● Data provided

= = = =

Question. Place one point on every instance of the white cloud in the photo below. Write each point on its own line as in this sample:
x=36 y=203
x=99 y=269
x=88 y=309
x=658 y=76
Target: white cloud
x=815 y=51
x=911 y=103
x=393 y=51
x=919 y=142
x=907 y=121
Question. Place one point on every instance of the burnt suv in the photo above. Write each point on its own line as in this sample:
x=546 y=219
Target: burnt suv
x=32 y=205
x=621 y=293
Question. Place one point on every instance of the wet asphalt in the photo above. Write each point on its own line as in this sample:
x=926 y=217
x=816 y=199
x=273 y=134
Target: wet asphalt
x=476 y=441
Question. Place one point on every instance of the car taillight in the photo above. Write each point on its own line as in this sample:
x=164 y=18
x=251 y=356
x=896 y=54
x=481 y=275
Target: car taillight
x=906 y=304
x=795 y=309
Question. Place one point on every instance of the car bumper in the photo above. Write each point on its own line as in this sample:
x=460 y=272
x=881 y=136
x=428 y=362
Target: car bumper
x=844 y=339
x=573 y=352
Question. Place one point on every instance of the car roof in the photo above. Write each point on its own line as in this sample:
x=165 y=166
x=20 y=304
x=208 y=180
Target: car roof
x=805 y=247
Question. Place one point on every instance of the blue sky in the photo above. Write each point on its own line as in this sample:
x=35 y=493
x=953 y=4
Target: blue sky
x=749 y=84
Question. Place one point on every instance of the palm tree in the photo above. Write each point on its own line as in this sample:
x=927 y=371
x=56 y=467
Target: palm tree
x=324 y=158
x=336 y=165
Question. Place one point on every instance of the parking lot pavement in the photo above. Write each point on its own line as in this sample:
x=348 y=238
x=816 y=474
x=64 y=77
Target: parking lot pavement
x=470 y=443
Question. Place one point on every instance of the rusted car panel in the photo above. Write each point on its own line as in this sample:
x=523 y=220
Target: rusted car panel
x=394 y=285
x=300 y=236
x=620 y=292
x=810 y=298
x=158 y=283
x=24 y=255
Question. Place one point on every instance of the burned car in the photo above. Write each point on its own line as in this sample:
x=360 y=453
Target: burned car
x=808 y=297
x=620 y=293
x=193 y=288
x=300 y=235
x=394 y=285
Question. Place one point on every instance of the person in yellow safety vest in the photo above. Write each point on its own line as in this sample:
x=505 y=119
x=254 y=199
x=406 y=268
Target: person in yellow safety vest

= = = =

● Exercise goal
Print the data above again, with nothing altered and nothing left out.

● Result of the exercise
Question. Place one point on every instance of the white cloud in the photo below. Write each point on its own line as in this sample:
x=36 y=203
x=99 y=269
x=88 y=309
x=658 y=76
Target: white cloud
x=815 y=51
x=911 y=103
x=393 y=51
x=919 y=142
x=907 y=121
Question. Place one point on every instance of the burnt suv in the photo above. Write each point on its own line as in this sample:
x=546 y=219
Target: burnt suv
x=32 y=205
x=621 y=293
Question. Place one point on every instance of the wet asphalt in the photo above. Write each point on its own line as in this sample:
x=926 y=217
x=816 y=199
x=273 y=134
Target: wet asphalt
x=476 y=441
Question. Place one point on every instance of the car taillight in the photo above. Write each point on its own line as in this sample:
x=164 y=18
x=251 y=356
x=896 y=54
x=481 y=275
Target: car taillight
x=906 y=304
x=795 y=309
Question. Place one point on every instance of the car bumper in the photo above. Write each point on its own line as in this sample:
x=460 y=272
x=881 y=136
x=428 y=362
Target: car bumper
x=844 y=339
x=573 y=352
Question. Place one point on every instance of the car roof in the photo above. Write each point on its own line as in this sample:
x=165 y=166
x=20 y=304
x=208 y=180
Target: car roof
x=805 y=247
Question. Place one point on every instance of the blue sky in the photo above. Write each point on its own line as in this sample:
x=35 y=493
x=953 y=4
Target: blue sky
x=749 y=84
Question. Place one point on every instance of the palm tree in the photo above. Write each point on its own line as in this sample:
x=927 y=371
x=56 y=467
Target: palm tree
x=324 y=158
x=336 y=165
Question. Place one point on every instance of the parking lot pavement in the photo above. Write each point on its own line as in this sample:
x=348 y=238
x=816 y=474
x=64 y=77
Target: parking lot pavement
x=470 y=443
Question. Place one point on every instance of the rusted car panel in the photo above. Write each point on its own line as in this sample:
x=523 y=220
Target: rusted car panel
x=394 y=285
x=300 y=236
x=620 y=292
x=810 y=298
x=158 y=283
x=24 y=255
Question. Place one point on every instance of the burned car in the photo above. Write each point on its own line as in this sample:
x=360 y=453
Target: burned car
x=808 y=297
x=620 y=293
x=193 y=288
x=300 y=235
x=394 y=285
Question. Place one point on every instance of the person in yellow safety vest in the photo above. Write each point on its own line as in this sample:
x=505 y=119
x=254 y=199
x=406 y=268
Target: person in yellow safety vest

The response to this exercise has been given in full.